=== DIRECTIVE ===
Reproduce every one of the following items word for word, keeping each line as it stands.

=== EXTRACTED MATERIAL ===
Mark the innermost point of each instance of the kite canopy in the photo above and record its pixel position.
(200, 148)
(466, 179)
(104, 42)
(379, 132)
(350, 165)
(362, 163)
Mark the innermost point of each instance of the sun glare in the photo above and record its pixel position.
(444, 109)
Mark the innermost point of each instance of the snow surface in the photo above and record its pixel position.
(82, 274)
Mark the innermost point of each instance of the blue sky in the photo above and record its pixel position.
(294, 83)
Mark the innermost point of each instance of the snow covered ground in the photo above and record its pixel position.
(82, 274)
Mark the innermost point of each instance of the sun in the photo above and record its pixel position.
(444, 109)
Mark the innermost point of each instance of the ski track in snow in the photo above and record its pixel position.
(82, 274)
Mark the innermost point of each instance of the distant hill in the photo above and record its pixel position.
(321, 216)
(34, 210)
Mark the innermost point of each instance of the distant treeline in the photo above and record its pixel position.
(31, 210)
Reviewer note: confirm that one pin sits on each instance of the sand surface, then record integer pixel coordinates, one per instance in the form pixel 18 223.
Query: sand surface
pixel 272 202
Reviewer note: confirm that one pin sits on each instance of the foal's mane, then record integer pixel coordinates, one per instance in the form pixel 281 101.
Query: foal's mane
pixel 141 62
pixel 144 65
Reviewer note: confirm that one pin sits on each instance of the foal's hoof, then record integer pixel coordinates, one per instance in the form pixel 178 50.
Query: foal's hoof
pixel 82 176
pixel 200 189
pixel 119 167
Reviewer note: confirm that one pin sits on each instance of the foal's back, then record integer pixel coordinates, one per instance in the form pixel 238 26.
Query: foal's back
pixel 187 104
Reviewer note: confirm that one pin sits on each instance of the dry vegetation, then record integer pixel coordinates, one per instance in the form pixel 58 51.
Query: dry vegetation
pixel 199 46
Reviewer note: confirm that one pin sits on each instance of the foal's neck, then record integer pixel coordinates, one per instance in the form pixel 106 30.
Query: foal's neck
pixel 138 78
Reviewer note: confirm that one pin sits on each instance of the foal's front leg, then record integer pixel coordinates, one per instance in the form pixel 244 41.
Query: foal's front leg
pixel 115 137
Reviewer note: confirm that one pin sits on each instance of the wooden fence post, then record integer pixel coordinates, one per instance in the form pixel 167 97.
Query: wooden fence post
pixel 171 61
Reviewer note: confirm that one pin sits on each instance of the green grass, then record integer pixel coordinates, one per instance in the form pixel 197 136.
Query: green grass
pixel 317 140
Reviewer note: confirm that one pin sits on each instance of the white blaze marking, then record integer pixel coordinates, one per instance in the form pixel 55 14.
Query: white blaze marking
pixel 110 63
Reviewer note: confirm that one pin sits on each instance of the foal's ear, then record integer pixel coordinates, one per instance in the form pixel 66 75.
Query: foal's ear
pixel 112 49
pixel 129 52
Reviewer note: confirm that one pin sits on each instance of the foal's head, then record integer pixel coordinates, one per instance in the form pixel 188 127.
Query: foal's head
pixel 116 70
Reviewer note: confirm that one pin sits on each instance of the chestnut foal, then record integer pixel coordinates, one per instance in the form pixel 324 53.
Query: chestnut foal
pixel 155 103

=== SOLUTION TO THE PROBLEM ===
Mark the innermost point of each instance of the kite canopy in the photo above and record its pixel position.
(200, 148)
(466, 179)
(104, 42)
(379, 132)
(350, 165)
(362, 163)
Mark the innermost point of each instance of the sun glare in the photo above and record its pixel position.
(444, 109)
Mark the innermost point of each instance of the snow surface in the photo above and record its pixel position.
(82, 274)
Mark the innermost point of each instance of the blue sky in the photo above and record its pixel position.
(294, 83)
Mark the innermost point of each instance of the snow covered ground in the photo above and record its pixel position.
(82, 274)
Mark the innermost point of each instance of the sun in the photo above and record its pixel position.
(444, 109)
Mark the innermost point of each instance of the ski track in snow in the photo above and record its pixel position.
(82, 274)
Mark the innermost point of each instance of the distant hill in the photo above and record its pixel position.
(321, 216)
(34, 210)
Mark the innermost point of each instance of the distant treeline in the photo above and record its pixel position.
(31, 210)
Reviewer note: confirm that one pin sits on each instance of the sand surface, then record integer pixel coordinates, one per instance in the form pixel 18 223.
Query: sand surface
pixel 272 202
Reviewer note: confirm that one pin sits on each instance of the foal's mane, then record integer pixel coordinates, one per instance in the form pixel 281 101.
Query: foal's mane
pixel 141 62
pixel 144 65
Reviewer note: confirm that one pin sits on each instance of the foal's hoof, then record integer pixel coordinates, one per instance in the form pixel 178 50.
Query: foal's hoof
pixel 82 176
pixel 200 189
pixel 119 167
Reviewer note: confirm that one pin sits on each instance of the foal's back, then record integer pixel coordinates, one per instance in the form pixel 238 26.
Query: foal's back
pixel 187 104
Reviewer note: confirm that one pin sits on each instance of the dry vegetation, then record integer pixel coordinates, one per instance in the form pixel 58 51.
Query: dry vegetation
pixel 199 46
Reviewer note: confirm that one pin sits on each instance of the foal's neck, then record integer pixel coordinates, one per instance in the form pixel 106 30.
Query: foal's neck
pixel 138 78
Reviewer note: confirm that one pin sits on each instance of the foal's front leg, then record integer pixel coordinates, one per instance in the form pixel 244 41.
Query: foal's front leg
pixel 115 137
Reviewer note: confirm that one pin sits on each instance of the wooden fence post, then record integer pixel coordinates, one per instance in the form pixel 167 97.
Query: wooden fence post
pixel 171 61
Reviewer note: confirm that one pin sits on each instance of the green grass, then record integer pixel coordinates, one per instance in the form pixel 197 136.
Query: green grass
pixel 317 140
Reviewer note: confirm that one pin sits on each instance of the white blaze marking, then record integer pixel coordinates, one per instance in the form pixel 55 14.
Query: white blaze marking
pixel 110 63
Reviewer note: confirm that one pin sits on each instance of the foal's ear, then record integer pixel coordinates, one per instance in the form pixel 66 75.
Query: foal's ear
pixel 112 49
pixel 129 52
Reviewer note: confirm that one pin sits on each instance of the foal's head, then record integer pixel coordinates, one per instance in the form pixel 188 127.
Query: foal's head
pixel 116 70
Reviewer note: confirm that one pin sits on each instance of the chestnut foal, then record integer pixel coordinates, one per instance in the form pixel 324 53.
Query: chestnut foal
pixel 155 103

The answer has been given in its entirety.